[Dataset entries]
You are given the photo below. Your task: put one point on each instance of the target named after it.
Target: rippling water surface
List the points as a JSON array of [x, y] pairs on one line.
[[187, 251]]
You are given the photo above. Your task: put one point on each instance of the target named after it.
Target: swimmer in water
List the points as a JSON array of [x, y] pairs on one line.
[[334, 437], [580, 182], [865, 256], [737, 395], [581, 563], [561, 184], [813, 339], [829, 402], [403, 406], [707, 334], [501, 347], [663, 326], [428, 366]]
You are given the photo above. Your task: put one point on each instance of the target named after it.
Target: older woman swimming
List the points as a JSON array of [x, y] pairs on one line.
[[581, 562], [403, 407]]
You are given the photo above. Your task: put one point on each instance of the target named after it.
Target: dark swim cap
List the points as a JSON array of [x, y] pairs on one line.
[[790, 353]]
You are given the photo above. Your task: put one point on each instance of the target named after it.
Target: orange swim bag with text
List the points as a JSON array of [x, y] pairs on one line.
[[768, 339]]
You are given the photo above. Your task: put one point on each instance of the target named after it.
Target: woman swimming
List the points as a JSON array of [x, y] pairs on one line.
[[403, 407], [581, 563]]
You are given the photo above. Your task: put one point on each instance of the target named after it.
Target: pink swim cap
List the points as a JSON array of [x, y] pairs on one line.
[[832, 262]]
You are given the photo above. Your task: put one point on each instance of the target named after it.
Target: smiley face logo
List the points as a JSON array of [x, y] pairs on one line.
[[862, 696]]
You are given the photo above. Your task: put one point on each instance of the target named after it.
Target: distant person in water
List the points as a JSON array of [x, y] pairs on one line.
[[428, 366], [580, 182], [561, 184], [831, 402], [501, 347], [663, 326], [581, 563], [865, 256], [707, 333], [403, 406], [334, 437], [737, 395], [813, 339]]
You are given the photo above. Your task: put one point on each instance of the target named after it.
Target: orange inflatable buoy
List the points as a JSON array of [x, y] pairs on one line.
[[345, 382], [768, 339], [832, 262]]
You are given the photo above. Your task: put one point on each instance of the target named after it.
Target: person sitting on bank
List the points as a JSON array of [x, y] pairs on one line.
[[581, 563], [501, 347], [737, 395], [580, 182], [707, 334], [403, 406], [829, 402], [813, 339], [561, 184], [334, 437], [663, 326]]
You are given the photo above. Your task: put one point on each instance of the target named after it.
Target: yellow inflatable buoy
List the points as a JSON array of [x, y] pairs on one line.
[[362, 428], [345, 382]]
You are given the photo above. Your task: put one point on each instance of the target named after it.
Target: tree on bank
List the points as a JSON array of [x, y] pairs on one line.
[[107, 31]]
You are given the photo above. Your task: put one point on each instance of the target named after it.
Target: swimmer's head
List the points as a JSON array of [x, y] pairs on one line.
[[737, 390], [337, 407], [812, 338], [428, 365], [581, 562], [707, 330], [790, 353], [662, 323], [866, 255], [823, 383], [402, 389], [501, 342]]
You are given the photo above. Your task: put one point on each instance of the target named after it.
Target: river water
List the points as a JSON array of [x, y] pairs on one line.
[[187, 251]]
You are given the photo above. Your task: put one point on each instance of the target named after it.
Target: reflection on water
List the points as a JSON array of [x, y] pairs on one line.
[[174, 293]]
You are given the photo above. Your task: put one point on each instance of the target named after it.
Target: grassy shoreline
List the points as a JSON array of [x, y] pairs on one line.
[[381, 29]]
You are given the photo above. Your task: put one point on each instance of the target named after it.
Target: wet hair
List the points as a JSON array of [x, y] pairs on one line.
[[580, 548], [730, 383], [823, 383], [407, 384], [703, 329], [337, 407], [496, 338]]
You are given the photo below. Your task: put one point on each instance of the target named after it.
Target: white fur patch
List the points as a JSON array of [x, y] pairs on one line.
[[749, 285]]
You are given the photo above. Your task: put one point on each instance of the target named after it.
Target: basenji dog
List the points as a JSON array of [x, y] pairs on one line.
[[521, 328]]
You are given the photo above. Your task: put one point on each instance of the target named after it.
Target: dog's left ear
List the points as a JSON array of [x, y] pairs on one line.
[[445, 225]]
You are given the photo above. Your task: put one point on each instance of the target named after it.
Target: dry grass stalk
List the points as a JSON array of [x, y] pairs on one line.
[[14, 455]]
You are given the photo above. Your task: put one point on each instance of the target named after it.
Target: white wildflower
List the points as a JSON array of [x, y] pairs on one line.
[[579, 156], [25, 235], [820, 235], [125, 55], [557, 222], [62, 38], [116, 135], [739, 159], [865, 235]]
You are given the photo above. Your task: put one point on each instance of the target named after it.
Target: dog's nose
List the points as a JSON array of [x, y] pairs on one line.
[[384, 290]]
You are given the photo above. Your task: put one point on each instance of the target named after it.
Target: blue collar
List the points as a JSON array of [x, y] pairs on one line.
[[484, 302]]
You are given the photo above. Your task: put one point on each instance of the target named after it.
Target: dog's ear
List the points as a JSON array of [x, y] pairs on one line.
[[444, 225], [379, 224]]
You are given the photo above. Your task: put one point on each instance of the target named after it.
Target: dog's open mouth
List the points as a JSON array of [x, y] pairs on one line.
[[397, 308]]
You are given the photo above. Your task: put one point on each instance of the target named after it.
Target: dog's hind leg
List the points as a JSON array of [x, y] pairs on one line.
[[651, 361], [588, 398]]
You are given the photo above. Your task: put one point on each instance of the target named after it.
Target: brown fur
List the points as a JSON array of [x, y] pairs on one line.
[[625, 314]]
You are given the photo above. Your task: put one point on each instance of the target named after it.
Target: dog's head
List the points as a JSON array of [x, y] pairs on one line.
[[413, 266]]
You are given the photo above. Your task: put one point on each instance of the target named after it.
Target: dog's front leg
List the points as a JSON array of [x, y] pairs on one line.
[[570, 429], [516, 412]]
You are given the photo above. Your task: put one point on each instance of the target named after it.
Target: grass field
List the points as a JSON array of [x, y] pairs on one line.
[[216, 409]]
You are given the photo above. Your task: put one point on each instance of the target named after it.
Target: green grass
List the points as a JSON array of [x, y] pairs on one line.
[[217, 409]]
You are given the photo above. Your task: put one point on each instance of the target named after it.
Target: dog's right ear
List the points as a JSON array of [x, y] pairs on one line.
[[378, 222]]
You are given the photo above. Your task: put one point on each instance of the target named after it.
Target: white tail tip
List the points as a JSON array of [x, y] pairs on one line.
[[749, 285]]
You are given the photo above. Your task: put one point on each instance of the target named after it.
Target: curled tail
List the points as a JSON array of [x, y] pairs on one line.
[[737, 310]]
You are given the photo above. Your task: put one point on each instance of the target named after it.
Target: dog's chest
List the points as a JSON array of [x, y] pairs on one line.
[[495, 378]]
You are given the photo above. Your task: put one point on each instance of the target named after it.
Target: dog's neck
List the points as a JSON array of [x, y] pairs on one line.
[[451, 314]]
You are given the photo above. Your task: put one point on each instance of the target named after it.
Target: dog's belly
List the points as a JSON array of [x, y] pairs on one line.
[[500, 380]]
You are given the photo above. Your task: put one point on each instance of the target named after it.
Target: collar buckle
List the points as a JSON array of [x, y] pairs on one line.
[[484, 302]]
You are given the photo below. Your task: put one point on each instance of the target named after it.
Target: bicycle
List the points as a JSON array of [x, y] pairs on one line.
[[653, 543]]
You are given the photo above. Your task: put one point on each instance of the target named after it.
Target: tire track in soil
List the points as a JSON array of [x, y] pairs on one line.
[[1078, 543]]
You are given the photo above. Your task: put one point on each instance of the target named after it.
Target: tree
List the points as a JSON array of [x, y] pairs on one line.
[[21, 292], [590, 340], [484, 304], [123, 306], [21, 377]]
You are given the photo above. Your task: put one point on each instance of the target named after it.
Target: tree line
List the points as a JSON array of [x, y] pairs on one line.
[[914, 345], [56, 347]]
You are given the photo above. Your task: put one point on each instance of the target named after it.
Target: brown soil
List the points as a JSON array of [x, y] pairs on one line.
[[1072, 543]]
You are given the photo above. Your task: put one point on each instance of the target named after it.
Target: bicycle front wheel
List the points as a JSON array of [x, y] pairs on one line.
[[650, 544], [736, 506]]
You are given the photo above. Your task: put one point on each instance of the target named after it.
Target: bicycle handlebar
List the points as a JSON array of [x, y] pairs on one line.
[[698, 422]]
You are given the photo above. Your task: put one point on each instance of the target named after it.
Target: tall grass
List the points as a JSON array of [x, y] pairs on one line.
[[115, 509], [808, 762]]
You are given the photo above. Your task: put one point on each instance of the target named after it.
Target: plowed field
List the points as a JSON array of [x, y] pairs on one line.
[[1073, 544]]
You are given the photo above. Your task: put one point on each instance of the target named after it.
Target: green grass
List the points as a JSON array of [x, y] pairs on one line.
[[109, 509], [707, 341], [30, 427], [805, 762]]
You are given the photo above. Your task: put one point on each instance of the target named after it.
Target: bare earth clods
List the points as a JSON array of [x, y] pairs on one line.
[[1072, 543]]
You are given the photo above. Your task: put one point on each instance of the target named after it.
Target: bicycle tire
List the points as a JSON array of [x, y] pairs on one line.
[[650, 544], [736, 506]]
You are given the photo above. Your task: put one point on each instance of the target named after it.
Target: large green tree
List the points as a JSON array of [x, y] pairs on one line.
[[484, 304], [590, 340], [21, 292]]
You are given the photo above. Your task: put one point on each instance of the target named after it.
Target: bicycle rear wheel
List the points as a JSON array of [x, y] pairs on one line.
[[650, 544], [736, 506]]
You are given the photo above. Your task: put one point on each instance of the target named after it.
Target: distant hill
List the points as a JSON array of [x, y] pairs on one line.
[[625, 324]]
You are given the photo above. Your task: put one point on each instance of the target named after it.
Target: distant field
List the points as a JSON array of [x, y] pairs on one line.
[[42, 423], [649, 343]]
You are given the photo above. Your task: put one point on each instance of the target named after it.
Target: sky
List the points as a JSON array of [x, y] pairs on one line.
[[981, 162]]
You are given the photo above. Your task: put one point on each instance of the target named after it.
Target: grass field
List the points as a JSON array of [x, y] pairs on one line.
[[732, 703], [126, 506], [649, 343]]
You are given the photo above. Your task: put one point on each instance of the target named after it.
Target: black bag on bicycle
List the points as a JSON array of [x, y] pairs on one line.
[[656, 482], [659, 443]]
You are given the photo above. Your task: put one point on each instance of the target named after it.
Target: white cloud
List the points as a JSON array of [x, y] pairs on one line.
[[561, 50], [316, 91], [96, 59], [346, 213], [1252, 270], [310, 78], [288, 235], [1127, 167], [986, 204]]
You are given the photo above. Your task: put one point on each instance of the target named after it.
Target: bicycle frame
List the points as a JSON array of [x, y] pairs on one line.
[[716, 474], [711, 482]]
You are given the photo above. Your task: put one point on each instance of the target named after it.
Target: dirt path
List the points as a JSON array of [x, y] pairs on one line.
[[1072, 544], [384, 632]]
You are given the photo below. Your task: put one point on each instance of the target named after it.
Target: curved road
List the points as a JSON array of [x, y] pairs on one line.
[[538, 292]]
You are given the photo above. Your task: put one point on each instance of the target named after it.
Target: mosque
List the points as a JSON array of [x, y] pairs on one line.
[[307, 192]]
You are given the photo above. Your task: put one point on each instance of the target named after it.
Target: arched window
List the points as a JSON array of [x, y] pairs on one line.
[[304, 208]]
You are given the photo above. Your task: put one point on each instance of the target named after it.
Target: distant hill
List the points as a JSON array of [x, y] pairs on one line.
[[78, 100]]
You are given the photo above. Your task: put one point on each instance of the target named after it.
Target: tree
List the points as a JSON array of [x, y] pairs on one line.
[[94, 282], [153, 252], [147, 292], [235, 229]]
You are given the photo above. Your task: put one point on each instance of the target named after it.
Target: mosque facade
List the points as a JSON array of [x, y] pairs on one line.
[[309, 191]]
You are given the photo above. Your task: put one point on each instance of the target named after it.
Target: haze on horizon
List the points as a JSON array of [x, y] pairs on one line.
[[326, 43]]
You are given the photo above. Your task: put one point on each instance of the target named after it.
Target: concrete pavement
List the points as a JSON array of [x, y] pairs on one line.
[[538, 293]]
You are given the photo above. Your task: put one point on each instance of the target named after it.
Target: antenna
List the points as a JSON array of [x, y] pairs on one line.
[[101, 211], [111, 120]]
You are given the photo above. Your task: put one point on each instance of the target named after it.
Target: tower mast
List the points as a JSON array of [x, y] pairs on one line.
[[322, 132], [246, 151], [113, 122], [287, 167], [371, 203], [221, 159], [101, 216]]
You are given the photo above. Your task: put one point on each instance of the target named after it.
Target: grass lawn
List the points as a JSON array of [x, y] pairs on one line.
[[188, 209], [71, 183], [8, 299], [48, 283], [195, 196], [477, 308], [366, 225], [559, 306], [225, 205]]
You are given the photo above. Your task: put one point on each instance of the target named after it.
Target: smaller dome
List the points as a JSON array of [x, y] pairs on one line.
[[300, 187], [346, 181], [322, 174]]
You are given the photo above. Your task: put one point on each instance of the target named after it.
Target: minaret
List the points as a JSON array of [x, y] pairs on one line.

* _Task requirements_:
Wherever a line in the data above contains the word "field", copy that line.

* _Written reply_:
Target: grass field
Target: plowed field
Target: distant field
Target: grass field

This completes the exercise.